LO QUE SE PIDE
Reproduce sin ningún cambio la parte del fragmento sobre la campaña del Rosellón que empieza en "También se confiesa" y termina en "salud del Estado.", ambos incluidos.

FRAGMENTO SELECCIONADO
También se confiesa en ese libro que la Convención había inundado las provincias limítrofes de folletos antirealistas y reorganizado los comités revolucionarios de Perpignan y de Bayona para dirigir su propaganda republicana, lo cual no es sino la demostración más palmaria de lo acertado que anduvo Floridablanca al prohibir la entrada en España de los escritos franceses, todos impregnados de doctrinas y ejemplos perjudicialísimos para la tranquilidad pública y la salud del Estado.

Y ahora voy á hacerme cargo de la segunda parte del párrafo á que estoy há rato contestando. Dice así: «Los primeros éxitos, debidos en parte al mérito del conde de la Unión, no se reprodujeron: después de muerto aquel caballeresco soldado, el ejército de Carlos IV no tuvo sino reveses. La toma de Figueras señaló el término de la última campaña.»

En estas palabras, que encierran una contradicción con las de su otro libro, no hay una sola exacta. Los éxitos primeros en la campaña del Rosellón, en que el Conde era tan sólo un general divisionario como tantos otros, se debieron al talento y condiciones de mando del general Ricardos. M. de Grandmaison parece ser el único que desconozca eso. Al morir Ricardos un año después, y muerto también O'Reilly que debía substituirle, tomó Unión el   —431→   mando del ejército establecido en el gloriosísimo campo del Boulou; y desde los primeros días pudieron adivinarse los desastres que uno tras otro se iban á suceder hasta el de su lamentable catástrofe del 20 de Noviembre de 1794 al pie de la fortaleza del Roure. No hay tampoco en España, y así lo reconocen los franceses historiadores de aquellos sucesos, quien ignore que el conde de la Unión, soldado valerosísimo, adalid incansable de la monarquía y de los principios religiosos más puros y ardientes, carecía del genio y de las dotes que deben adornar á los generales con el mando en jefe de los ejércitos en campaña. Y si hay que leer con el recelo que inspiran la pasión ó la envidia escritos como el atribuído á Morla y otros no menos acres que anduvieron entonces de mano en mano entre los españoles atentos á los sucesos de aquella guerra, tampoco debe darse completa fe, como lo ha hecho Grandmaison, á publicaciones tan en contrario apasionadas como la, por otro lado, interesantísima del P. Delbrel, inspirado por el afecto que no puede menos de sentir por la familia del conde de la Unión. No dice Grandmaison que siga al Reverendo P. jesuíta en su escrito estampado en una revista dirigida por los de la Compañía en elogio del conde, nuestro ilustre compatriota, pero se conoce eso, como vulgarmente se dice, á la legua.

[Extractos de datos de etiquetado de ubicaciones]

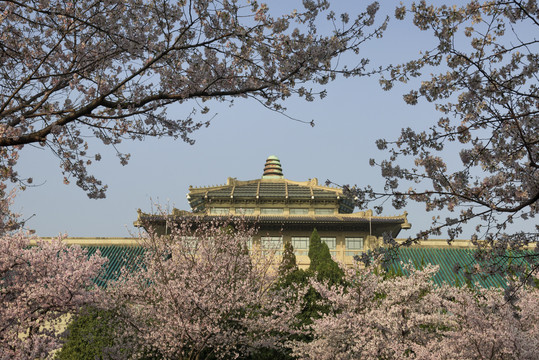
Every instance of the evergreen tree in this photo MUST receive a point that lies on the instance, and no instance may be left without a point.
(322, 264)
(88, 335)
(288, 262)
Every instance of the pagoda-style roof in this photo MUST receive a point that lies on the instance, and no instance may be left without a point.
(360, 221)
(268, 189)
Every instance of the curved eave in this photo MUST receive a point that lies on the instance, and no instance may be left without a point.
(376, 226)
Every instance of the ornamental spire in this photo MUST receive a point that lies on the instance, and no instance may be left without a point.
(273, 169)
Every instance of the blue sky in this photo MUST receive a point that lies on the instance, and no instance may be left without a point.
(355, 113)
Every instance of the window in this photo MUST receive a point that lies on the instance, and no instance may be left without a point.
(324, 211)
(273, 211)
(330, 241)
(300, 244)
(219, 211)
(354, 246)
(245, 211)
(271, 243)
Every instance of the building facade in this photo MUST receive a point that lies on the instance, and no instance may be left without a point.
(286, 210)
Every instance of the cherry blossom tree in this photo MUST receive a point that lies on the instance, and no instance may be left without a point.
(484, 81)
(408, 317)
(201, 294)
(39, 286)
(109, 69)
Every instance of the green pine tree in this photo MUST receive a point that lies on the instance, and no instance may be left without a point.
(322, 264)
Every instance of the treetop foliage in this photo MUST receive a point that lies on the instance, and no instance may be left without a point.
(109, 69)
(484, 81)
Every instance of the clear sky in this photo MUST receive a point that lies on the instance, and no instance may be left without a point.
(355, 113)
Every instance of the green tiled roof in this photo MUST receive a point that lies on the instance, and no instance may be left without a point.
(446, 258)
(261, 190)
(131, 256)
(118, 258)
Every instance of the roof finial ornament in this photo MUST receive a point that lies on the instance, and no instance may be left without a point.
(273, 169)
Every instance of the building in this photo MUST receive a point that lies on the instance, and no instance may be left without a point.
(283, 209)
(287, 210)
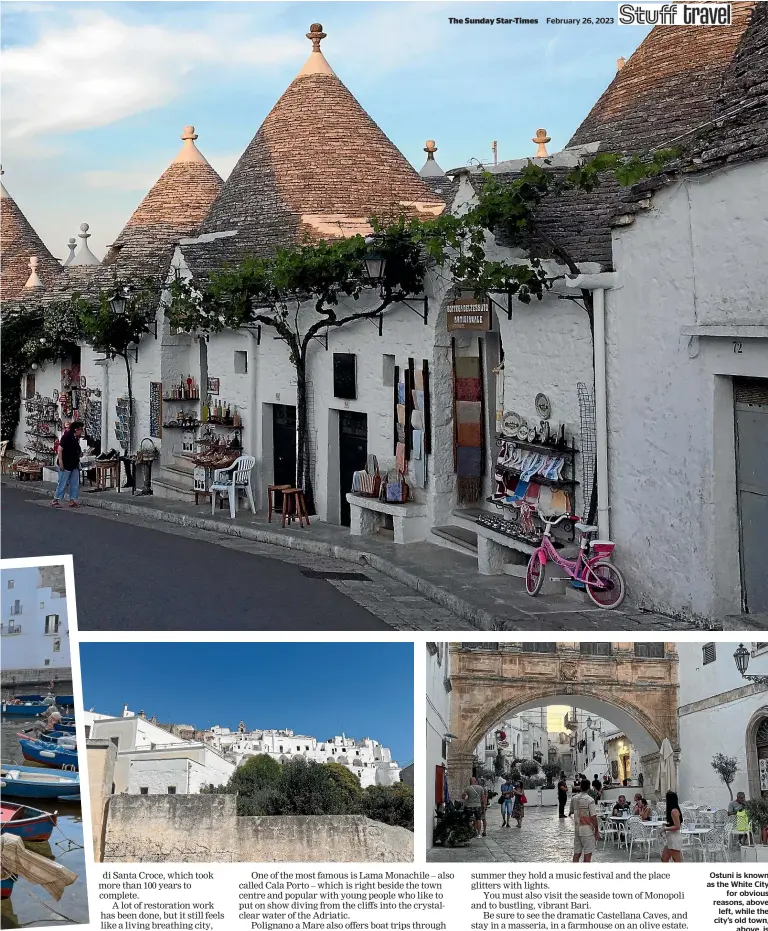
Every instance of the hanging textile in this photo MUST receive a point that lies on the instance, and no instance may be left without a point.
(468, 426)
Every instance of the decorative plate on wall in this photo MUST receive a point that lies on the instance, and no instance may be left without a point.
(543, 407)
(510, 423)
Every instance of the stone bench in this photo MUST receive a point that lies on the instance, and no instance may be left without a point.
(369, 514)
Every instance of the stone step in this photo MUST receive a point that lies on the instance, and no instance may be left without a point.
(459, 537)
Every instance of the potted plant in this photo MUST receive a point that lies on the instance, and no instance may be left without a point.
(757, 809)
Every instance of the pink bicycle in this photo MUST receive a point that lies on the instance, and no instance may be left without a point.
(591, 569)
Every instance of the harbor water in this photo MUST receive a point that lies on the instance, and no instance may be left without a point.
(30, 906)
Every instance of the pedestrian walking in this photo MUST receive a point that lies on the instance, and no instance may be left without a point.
(586, 827)
(68, 460)
(673, 841)
(506, 800)
(518, 804)
(473, 799)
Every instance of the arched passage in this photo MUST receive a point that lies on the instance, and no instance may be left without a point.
(491, 682)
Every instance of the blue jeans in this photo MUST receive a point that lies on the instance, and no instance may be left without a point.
(69, 478)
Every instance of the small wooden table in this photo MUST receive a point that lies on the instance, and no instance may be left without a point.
(107, 474)
(271, 489)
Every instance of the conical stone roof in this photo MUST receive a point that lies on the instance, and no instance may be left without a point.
(18, 243)
(641, 108)
(318, 167)
(174, 207)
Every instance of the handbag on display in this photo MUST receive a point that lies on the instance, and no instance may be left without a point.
(369, 479)
(396, 492)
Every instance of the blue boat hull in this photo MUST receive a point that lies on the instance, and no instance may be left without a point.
(48, 754)
(67, 788)
(24, 711)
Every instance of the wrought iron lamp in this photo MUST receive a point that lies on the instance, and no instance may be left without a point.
(375, 263)
(741, 657)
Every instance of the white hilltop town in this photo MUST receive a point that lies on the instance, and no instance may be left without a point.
(644, 416)
(177, 759)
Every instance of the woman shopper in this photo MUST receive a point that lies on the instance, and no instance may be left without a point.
(673, 841)
(518, 805)
(507, 792)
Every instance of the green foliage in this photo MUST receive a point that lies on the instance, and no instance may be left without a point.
(757, 809)
(726, 768)
(389, 804)
(301, 787)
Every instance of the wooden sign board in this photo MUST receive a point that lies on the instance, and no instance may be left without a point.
(469, 316)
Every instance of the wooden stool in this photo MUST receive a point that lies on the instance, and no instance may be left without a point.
(107, 474)
(271, 489)
(294, 505)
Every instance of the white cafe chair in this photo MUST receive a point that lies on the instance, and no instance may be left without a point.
(233, 481)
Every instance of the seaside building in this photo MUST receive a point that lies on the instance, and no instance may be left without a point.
(34, 627)
(366, 758)
(151, 761)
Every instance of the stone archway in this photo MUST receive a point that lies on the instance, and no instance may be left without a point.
(758, 719)
(491, 681)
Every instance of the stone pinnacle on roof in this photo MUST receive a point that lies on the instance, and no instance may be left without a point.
(71, 245)
(84, 256)
(18, 243)
(431, 169)
(318, 167)
(541, 139)
(34, 279)
(173, 208)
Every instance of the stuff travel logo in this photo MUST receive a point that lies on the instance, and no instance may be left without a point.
(674, 14)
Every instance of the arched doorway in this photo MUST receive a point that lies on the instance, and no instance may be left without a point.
(757, 753)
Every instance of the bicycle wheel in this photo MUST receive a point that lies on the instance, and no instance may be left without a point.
(534, 574)
(615, 587)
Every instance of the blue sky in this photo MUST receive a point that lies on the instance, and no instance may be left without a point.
(95, 94)
(317, 689)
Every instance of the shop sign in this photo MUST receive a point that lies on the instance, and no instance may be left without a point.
(469, 316)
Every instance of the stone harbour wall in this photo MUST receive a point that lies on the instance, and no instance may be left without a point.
(206, 829)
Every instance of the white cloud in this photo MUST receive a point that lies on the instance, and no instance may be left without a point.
(98, 70)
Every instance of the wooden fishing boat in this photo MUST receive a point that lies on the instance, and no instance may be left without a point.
(34, 782)
(24, 709)
(6, 886)
(36, 751)
(64, 728)
(27, 823)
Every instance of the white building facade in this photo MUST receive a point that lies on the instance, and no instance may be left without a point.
(721, 712)
(34, 627)
(366, 758)
(152, 761)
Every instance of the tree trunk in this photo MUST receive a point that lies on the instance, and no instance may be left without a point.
(303, 455)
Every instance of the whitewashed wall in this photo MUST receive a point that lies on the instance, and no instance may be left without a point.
(32, 647)
(697, 258)
(716, 707)
(438, 724)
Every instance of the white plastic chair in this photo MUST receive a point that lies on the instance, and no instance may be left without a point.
(232, 481)
(640, 833)
(716, 841)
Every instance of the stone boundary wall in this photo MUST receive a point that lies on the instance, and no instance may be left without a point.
(206, 829)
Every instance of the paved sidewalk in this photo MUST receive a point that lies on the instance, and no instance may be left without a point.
(543, 838)
(447, 578)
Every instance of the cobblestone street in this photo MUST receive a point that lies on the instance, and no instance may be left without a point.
(543, 838)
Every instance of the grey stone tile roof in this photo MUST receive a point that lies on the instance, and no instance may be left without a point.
(319, 167)
(666, 89)
(18, 242)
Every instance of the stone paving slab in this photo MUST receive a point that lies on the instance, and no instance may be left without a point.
(543, 838)
(447, 578)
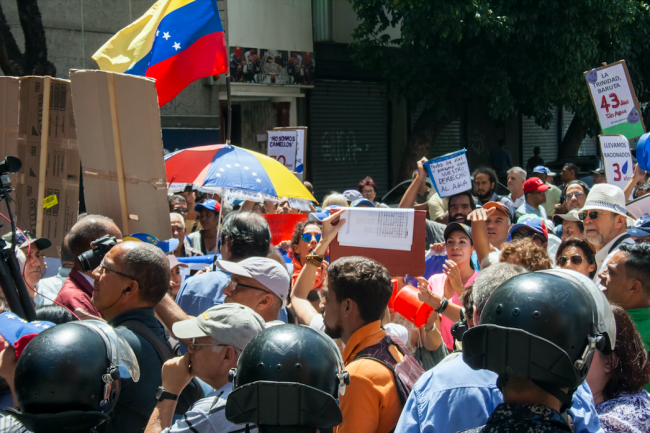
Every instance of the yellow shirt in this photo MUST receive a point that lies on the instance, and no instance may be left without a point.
(371, 402)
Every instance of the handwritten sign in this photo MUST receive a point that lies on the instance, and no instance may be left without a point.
(282, 146)
(614, 99)
(450, 173)
(617, 159)
(283, 225)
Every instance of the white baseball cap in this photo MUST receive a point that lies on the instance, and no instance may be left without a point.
(266, 271)
(232, 324)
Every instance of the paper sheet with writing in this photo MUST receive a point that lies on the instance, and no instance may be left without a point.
(388, 229)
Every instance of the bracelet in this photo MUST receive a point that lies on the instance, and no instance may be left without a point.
(443, 306)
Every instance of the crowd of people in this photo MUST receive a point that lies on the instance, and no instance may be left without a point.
(538, 317)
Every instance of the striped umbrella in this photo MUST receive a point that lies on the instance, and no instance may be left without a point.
(218, 167)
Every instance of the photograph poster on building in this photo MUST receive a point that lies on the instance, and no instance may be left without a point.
(615, 101)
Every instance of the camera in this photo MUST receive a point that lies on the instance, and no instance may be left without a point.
(92, 258)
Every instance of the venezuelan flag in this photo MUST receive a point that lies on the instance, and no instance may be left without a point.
(176, 42)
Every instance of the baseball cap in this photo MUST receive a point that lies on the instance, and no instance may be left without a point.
(19, 332)
(452, 227)
(167, 246)
(268, 272)
(27, 239)
(231, 324)
(320, 216)
(535, 184)
(500, 206)
(352, 195)
(209, 204)
(641, 227)
(362, 202)
(532, 223)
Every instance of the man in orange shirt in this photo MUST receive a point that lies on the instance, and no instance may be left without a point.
(355, 296)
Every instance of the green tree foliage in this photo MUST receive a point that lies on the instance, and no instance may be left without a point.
(512, 57)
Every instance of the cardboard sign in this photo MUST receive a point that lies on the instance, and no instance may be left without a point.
(615, 101)
(282, 146)
(120, 140)
(283, 225)
(450, 173)
(617, 159)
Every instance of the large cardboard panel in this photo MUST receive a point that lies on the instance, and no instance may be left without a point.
(398, 263)
(62, 159)
(139, 135)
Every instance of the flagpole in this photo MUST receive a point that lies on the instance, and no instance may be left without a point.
(229, 130)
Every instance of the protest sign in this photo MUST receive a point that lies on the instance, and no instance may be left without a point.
(283, 225)
(614, 99)
(282, 146)
(617, 159)
(450, 173)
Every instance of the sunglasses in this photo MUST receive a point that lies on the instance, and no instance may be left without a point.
(575, 194)
(575, 259)
(593, 214)
(533, 235)
(308, 237)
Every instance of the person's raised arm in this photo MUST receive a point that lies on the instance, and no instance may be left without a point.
(304, 309)
(411, 194)
(479, 232)
(639, 174)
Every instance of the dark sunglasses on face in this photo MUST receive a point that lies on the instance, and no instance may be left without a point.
(575, 259)
(308, 237)
(593, 214)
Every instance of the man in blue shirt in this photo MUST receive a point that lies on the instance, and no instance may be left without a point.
(452, 397)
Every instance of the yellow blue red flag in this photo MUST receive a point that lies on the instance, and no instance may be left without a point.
(175, 41)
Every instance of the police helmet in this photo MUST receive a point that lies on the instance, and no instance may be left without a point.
(68, 377)
(297, 372)
(543, 326)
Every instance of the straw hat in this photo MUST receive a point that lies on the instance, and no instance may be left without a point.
(606, 197)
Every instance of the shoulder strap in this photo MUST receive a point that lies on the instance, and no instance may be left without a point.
(163, 350)
(618, 242)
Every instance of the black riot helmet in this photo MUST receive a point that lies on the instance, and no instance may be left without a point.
(543, 326)
(68, 377)
(296, 372)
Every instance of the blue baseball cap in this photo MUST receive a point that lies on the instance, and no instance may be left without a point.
(209, 204)
(362, 202)
(18, 332)
(320, 216)
(167, 246)
(533, 223)
(641, 227)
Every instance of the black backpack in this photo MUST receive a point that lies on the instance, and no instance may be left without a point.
(193, 391)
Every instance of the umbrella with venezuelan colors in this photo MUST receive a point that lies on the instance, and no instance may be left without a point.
(217, 167)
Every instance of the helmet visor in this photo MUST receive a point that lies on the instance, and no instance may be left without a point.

RESPUESTA
También se confiesa en ese libro que la Convención había inundado las provincias limítrofes de folletos antirealistas y reorganizado los comités revolucionarios de Perpignan y de Bayona para dirigir su propaganda republicana, lo cual no es sino la demostración más palmaria de lo acertado que anduvo Floridablanca al prohibir la entrada en España de los escritos franceses, todos impregnados de doctrinas y ejemplos perjudicialísimos para la tranquilidad pública y la salud del Estado.